To be done –
Copy the records word for word, starting with their first line and ending with the line that contains "column 699, row 464". Include both of those lines.

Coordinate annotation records
□ □ □

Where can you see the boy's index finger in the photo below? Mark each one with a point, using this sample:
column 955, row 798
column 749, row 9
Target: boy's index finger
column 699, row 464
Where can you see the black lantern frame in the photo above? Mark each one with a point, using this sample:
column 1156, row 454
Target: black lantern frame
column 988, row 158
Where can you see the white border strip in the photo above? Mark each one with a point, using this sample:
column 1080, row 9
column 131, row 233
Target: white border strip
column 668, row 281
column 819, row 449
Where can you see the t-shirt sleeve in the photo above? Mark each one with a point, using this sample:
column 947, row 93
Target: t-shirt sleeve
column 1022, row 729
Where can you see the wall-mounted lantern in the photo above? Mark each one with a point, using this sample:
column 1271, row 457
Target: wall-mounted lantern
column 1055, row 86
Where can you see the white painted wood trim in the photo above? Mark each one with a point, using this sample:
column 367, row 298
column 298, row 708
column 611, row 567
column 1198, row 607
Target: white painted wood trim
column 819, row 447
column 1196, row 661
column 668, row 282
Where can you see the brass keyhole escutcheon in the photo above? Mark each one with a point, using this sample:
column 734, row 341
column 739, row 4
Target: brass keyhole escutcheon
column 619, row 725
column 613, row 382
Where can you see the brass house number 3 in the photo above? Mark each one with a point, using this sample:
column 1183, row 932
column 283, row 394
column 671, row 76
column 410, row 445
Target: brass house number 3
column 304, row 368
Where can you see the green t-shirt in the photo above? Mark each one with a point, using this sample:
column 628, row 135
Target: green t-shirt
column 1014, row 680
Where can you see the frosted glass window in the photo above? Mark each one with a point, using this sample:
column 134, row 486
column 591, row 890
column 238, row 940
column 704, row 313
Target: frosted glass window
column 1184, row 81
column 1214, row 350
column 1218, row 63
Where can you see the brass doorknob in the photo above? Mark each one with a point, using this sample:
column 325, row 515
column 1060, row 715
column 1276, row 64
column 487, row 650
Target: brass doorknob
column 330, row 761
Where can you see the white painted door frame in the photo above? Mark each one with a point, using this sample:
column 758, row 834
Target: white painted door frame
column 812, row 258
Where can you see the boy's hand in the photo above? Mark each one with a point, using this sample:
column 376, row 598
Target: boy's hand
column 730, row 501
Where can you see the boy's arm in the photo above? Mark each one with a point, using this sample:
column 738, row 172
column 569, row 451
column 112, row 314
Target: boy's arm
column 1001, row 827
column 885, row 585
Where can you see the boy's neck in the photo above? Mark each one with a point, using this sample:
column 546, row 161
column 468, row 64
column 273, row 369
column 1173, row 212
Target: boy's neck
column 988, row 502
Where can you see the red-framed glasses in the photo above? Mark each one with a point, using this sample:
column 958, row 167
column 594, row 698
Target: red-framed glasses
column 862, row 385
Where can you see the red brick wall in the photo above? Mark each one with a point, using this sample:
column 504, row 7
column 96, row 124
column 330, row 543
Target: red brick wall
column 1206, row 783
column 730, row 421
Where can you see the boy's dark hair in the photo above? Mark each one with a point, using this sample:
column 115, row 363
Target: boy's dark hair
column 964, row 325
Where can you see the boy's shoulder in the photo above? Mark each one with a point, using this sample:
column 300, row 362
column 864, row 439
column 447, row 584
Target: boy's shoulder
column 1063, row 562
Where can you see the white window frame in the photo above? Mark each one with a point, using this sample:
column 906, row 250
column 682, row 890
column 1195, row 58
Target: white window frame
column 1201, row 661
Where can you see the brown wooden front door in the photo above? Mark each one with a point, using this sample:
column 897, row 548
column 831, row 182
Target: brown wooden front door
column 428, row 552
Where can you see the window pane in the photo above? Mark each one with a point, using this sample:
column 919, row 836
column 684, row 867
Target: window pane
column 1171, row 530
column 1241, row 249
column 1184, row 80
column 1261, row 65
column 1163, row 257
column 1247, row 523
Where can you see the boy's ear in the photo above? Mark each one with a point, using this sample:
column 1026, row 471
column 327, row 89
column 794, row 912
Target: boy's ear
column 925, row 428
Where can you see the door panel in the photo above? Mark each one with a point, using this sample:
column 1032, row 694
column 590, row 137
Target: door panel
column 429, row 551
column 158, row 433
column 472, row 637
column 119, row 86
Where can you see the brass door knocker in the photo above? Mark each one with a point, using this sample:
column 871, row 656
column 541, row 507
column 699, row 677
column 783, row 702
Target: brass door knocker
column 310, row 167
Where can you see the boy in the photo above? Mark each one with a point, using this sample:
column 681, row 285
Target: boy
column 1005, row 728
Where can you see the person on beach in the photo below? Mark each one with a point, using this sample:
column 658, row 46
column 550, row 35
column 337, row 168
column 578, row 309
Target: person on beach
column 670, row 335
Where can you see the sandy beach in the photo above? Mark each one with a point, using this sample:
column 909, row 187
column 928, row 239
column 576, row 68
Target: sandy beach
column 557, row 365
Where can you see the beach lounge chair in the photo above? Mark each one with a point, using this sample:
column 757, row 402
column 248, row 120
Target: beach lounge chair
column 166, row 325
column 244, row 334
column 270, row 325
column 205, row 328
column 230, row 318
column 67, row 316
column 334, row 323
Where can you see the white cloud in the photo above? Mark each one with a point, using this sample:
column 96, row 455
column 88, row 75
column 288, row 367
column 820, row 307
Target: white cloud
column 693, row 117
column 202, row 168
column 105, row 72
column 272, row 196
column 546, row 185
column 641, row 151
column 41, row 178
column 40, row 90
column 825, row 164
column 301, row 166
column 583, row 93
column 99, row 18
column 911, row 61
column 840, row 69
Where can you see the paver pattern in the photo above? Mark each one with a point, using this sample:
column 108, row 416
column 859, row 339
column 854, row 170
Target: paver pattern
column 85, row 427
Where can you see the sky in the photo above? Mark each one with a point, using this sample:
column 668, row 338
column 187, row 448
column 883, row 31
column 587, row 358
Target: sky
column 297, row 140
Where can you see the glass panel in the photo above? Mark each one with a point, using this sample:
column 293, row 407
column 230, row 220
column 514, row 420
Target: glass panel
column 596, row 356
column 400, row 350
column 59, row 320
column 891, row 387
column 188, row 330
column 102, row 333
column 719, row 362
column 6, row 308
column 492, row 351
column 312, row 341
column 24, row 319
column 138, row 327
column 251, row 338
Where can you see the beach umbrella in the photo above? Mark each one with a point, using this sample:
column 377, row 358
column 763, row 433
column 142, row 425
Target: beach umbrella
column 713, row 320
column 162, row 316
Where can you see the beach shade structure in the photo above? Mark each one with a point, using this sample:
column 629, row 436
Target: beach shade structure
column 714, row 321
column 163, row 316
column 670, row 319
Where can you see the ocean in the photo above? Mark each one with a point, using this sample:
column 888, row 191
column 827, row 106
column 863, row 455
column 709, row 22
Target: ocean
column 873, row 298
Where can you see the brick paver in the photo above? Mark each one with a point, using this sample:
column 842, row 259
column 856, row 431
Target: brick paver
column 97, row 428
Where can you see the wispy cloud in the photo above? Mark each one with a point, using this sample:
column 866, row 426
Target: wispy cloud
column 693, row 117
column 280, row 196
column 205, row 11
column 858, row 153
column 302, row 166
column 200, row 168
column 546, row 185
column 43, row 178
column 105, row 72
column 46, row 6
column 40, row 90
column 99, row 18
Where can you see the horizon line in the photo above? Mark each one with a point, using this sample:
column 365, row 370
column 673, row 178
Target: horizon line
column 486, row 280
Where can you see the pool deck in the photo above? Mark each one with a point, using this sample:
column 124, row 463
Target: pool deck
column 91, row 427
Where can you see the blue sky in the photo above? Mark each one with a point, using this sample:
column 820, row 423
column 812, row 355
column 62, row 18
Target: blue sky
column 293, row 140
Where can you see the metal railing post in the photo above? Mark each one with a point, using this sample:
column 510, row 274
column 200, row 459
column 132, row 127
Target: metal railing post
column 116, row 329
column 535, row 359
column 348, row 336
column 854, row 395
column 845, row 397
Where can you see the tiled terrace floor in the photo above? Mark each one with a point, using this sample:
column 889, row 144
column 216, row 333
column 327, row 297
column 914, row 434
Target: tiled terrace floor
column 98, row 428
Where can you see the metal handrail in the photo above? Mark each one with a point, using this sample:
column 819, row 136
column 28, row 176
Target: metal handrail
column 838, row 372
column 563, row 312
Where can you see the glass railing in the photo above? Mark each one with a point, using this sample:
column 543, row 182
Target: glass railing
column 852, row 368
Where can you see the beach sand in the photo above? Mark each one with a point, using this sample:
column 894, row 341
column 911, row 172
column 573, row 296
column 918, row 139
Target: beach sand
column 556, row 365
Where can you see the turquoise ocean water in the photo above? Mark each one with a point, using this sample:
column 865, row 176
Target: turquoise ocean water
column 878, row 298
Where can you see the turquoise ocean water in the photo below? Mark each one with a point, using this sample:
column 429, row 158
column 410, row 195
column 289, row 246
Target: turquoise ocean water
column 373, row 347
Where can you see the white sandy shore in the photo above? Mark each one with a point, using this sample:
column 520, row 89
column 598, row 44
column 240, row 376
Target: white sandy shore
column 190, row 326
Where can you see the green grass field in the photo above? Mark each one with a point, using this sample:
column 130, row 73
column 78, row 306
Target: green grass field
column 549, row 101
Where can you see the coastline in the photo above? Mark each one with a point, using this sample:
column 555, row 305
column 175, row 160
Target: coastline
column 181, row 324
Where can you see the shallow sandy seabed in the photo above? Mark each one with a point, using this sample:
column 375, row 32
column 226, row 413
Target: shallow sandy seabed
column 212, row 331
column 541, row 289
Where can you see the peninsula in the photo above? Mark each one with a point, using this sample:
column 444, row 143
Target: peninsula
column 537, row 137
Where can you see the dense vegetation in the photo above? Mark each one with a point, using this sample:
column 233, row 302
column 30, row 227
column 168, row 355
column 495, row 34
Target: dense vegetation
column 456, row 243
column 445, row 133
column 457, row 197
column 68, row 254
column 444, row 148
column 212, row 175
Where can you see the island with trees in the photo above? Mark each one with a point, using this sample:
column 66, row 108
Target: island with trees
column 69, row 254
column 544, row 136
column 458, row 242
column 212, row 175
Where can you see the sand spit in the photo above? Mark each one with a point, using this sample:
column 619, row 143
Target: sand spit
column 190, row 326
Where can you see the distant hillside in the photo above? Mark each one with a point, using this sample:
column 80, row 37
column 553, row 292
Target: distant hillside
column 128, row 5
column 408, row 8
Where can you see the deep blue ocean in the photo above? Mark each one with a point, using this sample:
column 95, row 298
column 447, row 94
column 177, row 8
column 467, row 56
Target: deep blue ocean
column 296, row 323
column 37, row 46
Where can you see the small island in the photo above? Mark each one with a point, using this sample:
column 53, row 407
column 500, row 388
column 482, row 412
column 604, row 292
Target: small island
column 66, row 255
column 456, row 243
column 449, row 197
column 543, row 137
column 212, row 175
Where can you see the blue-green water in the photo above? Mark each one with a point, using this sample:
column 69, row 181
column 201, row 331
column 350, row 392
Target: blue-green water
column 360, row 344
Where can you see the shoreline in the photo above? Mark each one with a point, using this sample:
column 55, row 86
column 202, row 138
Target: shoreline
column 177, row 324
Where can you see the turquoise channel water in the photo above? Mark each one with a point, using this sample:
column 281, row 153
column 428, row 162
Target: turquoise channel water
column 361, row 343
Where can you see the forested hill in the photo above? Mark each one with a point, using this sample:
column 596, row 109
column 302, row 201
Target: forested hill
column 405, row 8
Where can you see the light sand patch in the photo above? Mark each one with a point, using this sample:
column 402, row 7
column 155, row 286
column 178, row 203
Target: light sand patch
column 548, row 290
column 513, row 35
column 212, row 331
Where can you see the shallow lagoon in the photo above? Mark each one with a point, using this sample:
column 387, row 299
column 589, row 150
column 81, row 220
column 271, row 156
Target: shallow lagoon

□ □ □

Result –
Where can you see the boy's index finger in the photo below? Mark each one with a point, using this sample:
column 955, row 798
column 749, row 9
Target: boy's index finger
column 699, row 464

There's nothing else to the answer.